_Work to be completed_: Return, unchanged, every line of the records from the line containing "task: segment the wooden post" through the last line of the records.

_Dataset rows_:

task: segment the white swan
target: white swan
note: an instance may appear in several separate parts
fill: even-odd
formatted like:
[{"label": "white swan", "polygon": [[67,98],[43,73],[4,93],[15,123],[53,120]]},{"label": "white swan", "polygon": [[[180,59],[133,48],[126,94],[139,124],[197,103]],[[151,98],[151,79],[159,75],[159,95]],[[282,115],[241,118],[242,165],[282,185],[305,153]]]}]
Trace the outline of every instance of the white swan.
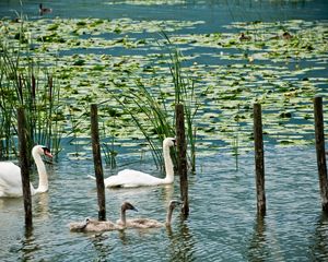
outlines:
[{"label": "white swan", "polygon": [[[119,171],[116,176],[110,176],[104,179],[106,188],[137,188],[143,186],[157,186],[173,183],[174,181],[174,169],[173,163],[169,155],[169,147],[175,145],[174,138],[166,138],[163,141],[163,156],[165,165],[165,178],[153,177],[149,174],[137,171],[132,169],[125,169]],[[93,179],[95,177],[89,176]]]},{"label": "white swan", "polygon": [[[52,157],[49,148],[35,145],[32,156],[37,167],[38,187],[34,189],[31,183],[31,194],[48,191],[48,175],[42,155]],[[17,198],[23,195],[21,168],[12,162],[0,162],[0,198]]]},{"label": "white swan", "polygon": [[125,202],[121,205],[120,219],[118,219],[116,222],[116,224],[124,228],[154,228],[154,227],[171,226],[173,211],[179,204],[181,204],[181,203],[176,200],[172,200],[169,202],[167,214],[166,214],[166,221],[165,221],[165,223],[162,223],[162,222],[159,222],[156,219],[151,219],[151,218],[127,219],[126,211],[127,210],[136,210],[136,207],[132,204],[130,204],[129,202]]}]

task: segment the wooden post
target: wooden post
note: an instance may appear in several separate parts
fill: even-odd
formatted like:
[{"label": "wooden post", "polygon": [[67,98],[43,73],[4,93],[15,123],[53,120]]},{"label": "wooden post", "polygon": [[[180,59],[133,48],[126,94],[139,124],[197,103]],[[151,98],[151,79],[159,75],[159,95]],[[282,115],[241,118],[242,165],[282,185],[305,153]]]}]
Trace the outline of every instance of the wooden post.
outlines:
[{"label": "wooden post", "polygon": [[105,184],[99,145],[99,134],[98,134],[98,116],[97,116],[97,105],[91,105],[91,138],[92,138],[92,152],[94,160],[94,171],[97,184],[97,198],[98,198],[98,219],[106,219],[106,201],[105,201]]},{"label": "wooden post", "polygon": [[23,107],[17,109],[17,131],[20,143],[20,166],[22,177],[22,189],[24,198],[25,210],[25,226],[32,228],[32,199],[31,199],[31,186],[30,186],[30,166],[27,159],[27,130],[26,120]]},{"label": "wooden post", "polygon": [[327,182],[327,165],[326,165],[326,151],[325,151],[323,97],[315,97],[314,99],[314,117],[315,117],[317,166],[318,166],[323,210],[325,212],[328,212],[328,182]]},{"label": "wooden post", "polygon": [[255,147],[255,174],[257,212],[266,214],[266,191],[265,191],[265,151],[262,135],[261,105],[254,105],[254,147]]},{"label": "wooden post", "polygon": [[188,176],[187,176],[187,157],[186,157],[186,136],[185,136],[185,115],[184,105],[177,104],[175,107],[176,112],[176,139],[177,139],[177,166],[180,176],[180,194],[184,205],[181,213],[184,216],[189,214],[188,202]]}]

_Result of this task_:
task: segment the wooden post
target: wooden post
note: an instance may appear in several separate parts
fill: even-odd
formatted like:
[{"label": "wooden post", "polygon": [[67,98],[43,73],[4,93],[15,123],[53,120]]},{"label": "wooden post", "polygon": [[[180,59],[133,48],[126,94],[139,124],[197,103]],[[151,98],[151,79],[159,75],[159,95]],[[282,115],[241,118],[242,165],[282,185],[305,153]]]}]
Trace the outline of every instance of the wooden post.
outlines:
[{"label": "wooden post", "polygon": [[105,184],[99,145],[99,134],[98,134],[98,116],[97,116],[97,105],[91,105],[91,138],[92,138],[92,152],[94,160],[94,171],[97,184],[97,198],[98,198],[98,219],[106,219],[106,201],[105,201]]},{"label": "wooden post", "polygon": [[23,107],[17,109],[17,131],[20,143],[20,166],[22,177],[22,189],[24,198],[25,210],[25,226],[32,228],[32,199],[31,199],[31,186],[30,186],[30,166],[27,159],[27,130],[26,120]]},{"label": "wooden post", "polygon": [[327,182],[327,165],[326,165],[326,151],[325,151],[323,97],[315,97],[314,99],[314,117],[315,117],[317,166],[318,166],[323,210],[325,212],[328,212],[328,182]]},{"label": "wooden post", "polygon": [[255,147],[255,174],[257,212],[266,214],[266,191],[265,191],[265,151],[262,135],[261,105],[254,105],[254,147]]},{"label": "wooden post", "polygon": [[188,176],[187,176],[187,157],[186,157],[186,136],[185,136],[185,115],[184,105],[177,104],[175,107],[176,112],[176,139],[177,139],[177,166],[180,176],[180,194],[184,205],[181,213],[184,216],[189,214],[188,202]]}]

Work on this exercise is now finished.